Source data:

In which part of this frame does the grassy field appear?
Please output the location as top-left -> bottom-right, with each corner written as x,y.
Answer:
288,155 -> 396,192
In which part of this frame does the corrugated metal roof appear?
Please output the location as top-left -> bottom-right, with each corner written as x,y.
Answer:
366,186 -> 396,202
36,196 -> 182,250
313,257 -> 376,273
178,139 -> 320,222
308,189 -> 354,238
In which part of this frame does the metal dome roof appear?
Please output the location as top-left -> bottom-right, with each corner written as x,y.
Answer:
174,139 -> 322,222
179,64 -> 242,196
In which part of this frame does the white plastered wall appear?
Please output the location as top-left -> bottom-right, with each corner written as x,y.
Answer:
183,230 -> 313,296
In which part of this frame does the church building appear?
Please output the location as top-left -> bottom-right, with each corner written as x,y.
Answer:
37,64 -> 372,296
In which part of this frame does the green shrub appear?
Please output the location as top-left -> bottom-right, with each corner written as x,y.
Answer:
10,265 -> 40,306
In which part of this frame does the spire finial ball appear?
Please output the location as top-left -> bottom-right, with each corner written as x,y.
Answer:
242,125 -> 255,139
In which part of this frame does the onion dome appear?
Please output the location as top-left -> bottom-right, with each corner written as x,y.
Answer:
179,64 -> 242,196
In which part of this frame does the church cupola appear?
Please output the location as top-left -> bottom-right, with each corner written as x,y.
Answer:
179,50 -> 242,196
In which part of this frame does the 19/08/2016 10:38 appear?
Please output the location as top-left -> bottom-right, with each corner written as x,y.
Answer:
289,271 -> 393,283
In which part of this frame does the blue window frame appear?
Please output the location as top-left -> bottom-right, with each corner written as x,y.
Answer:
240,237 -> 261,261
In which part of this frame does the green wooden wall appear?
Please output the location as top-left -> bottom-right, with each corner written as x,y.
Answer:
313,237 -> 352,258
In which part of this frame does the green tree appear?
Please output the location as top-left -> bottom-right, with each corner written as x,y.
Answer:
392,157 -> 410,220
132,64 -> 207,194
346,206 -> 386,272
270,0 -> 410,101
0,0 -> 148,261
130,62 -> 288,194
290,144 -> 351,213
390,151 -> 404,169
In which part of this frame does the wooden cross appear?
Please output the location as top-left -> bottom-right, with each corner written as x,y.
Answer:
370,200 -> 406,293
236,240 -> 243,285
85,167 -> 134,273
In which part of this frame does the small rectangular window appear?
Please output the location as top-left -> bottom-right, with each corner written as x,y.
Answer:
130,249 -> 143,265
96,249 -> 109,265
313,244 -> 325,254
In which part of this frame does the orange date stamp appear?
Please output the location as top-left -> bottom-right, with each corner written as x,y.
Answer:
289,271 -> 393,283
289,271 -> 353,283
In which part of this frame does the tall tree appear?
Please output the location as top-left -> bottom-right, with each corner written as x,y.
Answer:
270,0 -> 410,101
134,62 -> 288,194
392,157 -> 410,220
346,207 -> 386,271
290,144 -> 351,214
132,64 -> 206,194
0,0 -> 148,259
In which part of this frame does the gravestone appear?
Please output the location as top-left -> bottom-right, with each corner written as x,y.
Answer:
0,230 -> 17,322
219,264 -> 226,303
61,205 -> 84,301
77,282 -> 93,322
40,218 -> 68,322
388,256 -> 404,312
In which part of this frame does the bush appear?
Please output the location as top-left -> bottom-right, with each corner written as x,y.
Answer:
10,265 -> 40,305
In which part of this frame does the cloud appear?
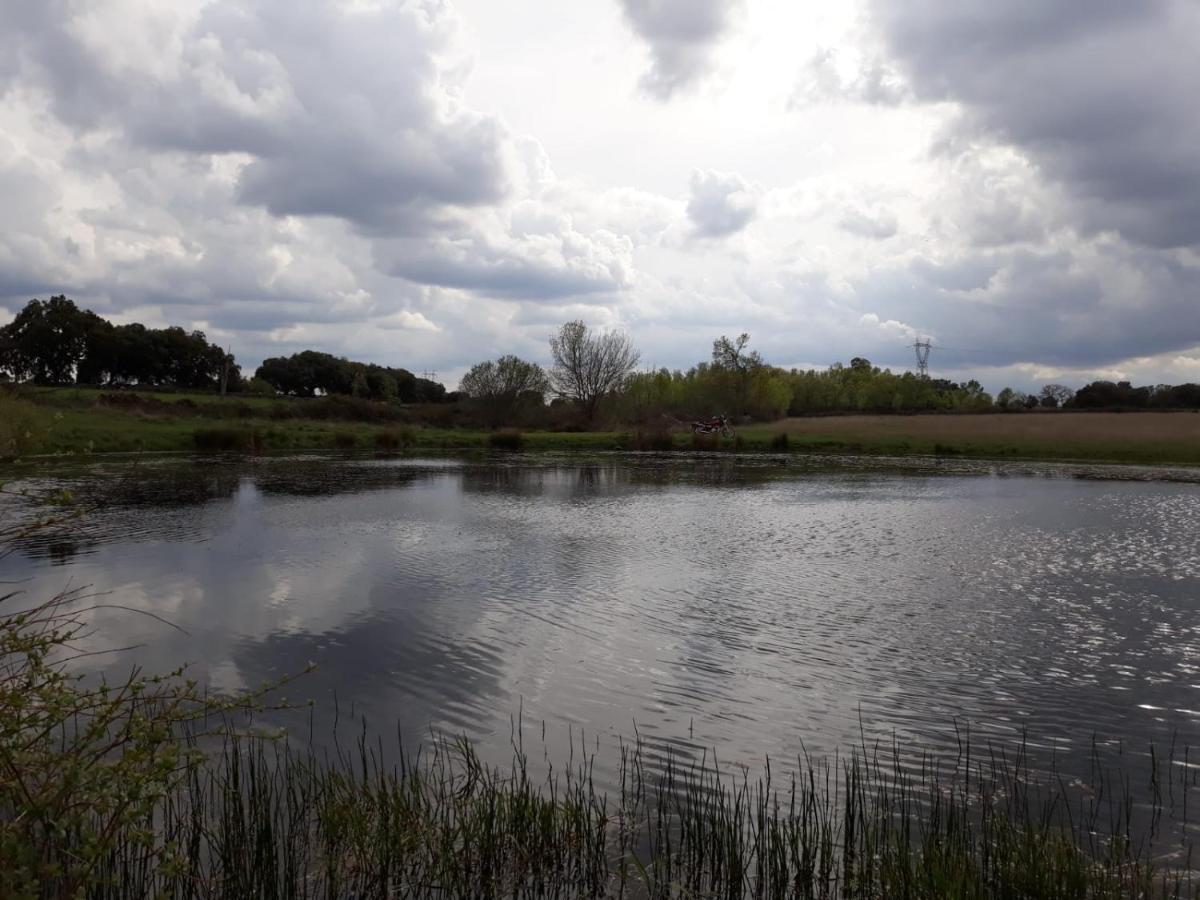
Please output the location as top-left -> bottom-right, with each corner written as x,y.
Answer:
838,206 -> 900,240
0,0 -> 508,230
872,0 -> 1200,248
788,47 -> 910,109
688,169 -> 758,238
376,200 -> 634,301
620,0 -> 742,101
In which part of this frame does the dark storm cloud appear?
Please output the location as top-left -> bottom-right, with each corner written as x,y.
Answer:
874,0 -> 1200,248
620,0 -> 742,100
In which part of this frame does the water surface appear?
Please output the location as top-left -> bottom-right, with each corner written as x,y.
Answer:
0,455 -> 1200,796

**Given problem**
Update the rows from the line containing "In which part of this frame does the green wooden" down through the line containing "313,237 -> 352,258", replacing "green wooden wall" with "green wooden fence" and leaving everything else unchanged. Output only those lines.

**Complete output**
In which part of this frame does the green wooden fence appear?
Please output the location as top-left -> bottom-right, with each corner written as x,y.
Answer:
313,237 -> 352,258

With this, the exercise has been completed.